[Opening Source extract section]

I fear that as a whole financial markets are a con.

Q and N are only answerable to their investors and are not obliged under any regulatory bodies to divulge performance to the public.

No. Much the same can be said for the majority of hedge funds. And that of course is entirely their choice. But it leaves many questions begging.

Again, don't get me wrong. But I have seen so many people waste so many hundreds of hours over the years trying to push their hopeless systems on this and other forums. Many are called and few are chosen.

Most of these people seem to be computer / IT geeks or analysts of some kind with computer skills.

In my very honest and well meant opinion they would probably be better teaming up with or working for a good bunch of fund raisers and selling their research to they guys who can really bring in the investors.

Performance is secondary to many of these people. They charm their way down the pants of institutional investors and come up with average performance. The people who make the money or at least the rainmakers are very often the marketing guys not the geeks in the HF world.

Who cares how they perform so long as the money keeps rolling in and the fees are paid? Crappy performance can last for many years before investors see the light and run for the doors.

No one wants to pay for anything however. I was approached a year or so ago by a giant NY based HF looking for me to do some work for them. Funnily enough they didn't want to pay for it. It was another of these endless stupid competition things where you submit algos and then they might or might not put some money behind them.

The internet has greatly encouraged these sort of something for nothing gigs. Same in so many industries, publishing, blogs whatever.

It was the same old stuff just like the dull Q fund: low vol, low return boosted by leverage. Lehman Brothers writ large.

Forgive the verbal incontinence. I am a bored old fart on a dull and rainy Friday afternoon and needed a break from the VIX.

The financial markets are non stationary and non linear, to survive and even succeed, one has to be able adapt and evolve. So you mentioned before that you are experimenting with Genetic Algorithms, you might be on the right track if you postulate the problem /objective properly.

Well volatility has been stationary, more or less for many decades. Hence the earnings capability.

"The financial markets are non stationary and non linear, to survive and even succeed, one has to be able adapt and evolve."

[Closing Source extract section]
[Opening Source data section]

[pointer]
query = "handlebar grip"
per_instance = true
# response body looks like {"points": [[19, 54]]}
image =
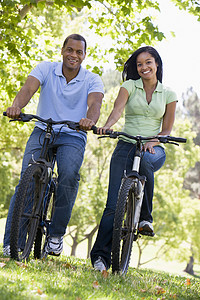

[Closing Source data section]

* **Tasks to perform**
a) Retype everything in the forum post on financial markets from "Performance is secondary" down to "the HF world.".
b) According to the forum post on financial markets, who are very often the rainmakers in the HF world?
c) Carry on the forum post about financial markets from the point where it stops.

* **Answers to the exercises**
a)
Performance is secondary to many of these people. They charm their way down the pants of institutional investors and come up with average performance. The people who make the money or at least the rainmakers are very often the marketing guys not the geeks in the HF world.

b) The marketing guys, not the geeks.

c)
No, not really James. All you have to do is employ slick salesmanship and run a closet index fund.

Or look at Atradis once the biggest HF in Singapore. They struck it lucky in the Big Short, raised big AUM, made a fortune for the managers and then closed the fund down 60%

Or Odey. Good marketing desultory performance but a billionaire fund manager from the fees.

Zeno,

You said:

In my very honest and well meant opinion they would probably be better teaming up with or working for a good bunch of fund raisers and selling their research to they guys who can really bring in the investors.

This is exactly what the new Numerai platform is trying to do, fill that gap. I quote their article:

There are just too many problems with credibility to want to buy the next prediction. Did this person get lucky? Are they simply lying? If their past performance is real, where is the guarantee that it will continue? The seller of the predictions knows their quality but the buyer has asymmetric information. There is simply no way for the buyer to verify the quality of the predictions.

Because of these questions around the credibility of the seller’s claims and the quality of his predictions, the people with genuinely predictive data cannot find a market for buyers of their information. No one believes what they have to say. The asymmetric information between the buyer and seller leads to what’s called market collapse. The seller’s information is trapped because no market can form around this data because no buyer can assess the quality (see Nobel Prize winner George Akerlof’s work for more on market collapse).